──────── GIVEN DATA

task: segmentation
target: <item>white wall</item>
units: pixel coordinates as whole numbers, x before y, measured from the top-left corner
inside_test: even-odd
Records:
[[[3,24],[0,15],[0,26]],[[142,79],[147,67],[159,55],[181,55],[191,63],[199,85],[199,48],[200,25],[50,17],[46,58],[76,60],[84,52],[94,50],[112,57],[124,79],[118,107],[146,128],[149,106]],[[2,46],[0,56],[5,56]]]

────────────────

WORK TO COMPLETE:
The answer must be the lines from the one containing "target: <item>white wall</item>" to the final line of the data above, copied exactly, both included, with nothing added.

SOLUTION TO THIS EXERCISE:
target: <item>white wall</item>
units: pixel coordinates as whole numbers, x before y, measured from the top-left corner
inside_test: even-odd
Records:
[[[3,24],[0,15],[0,26]],[[142,79],[147,67],[159,55],[181,55],[191,63],[199,85],[199,48],[200,25],[50,17],[46,58],[76,60],[84,52],[94,50],[112,57],[124,79],[118,107],[146,128],[149,106]],[[2,46],[0,56],[5,56]]]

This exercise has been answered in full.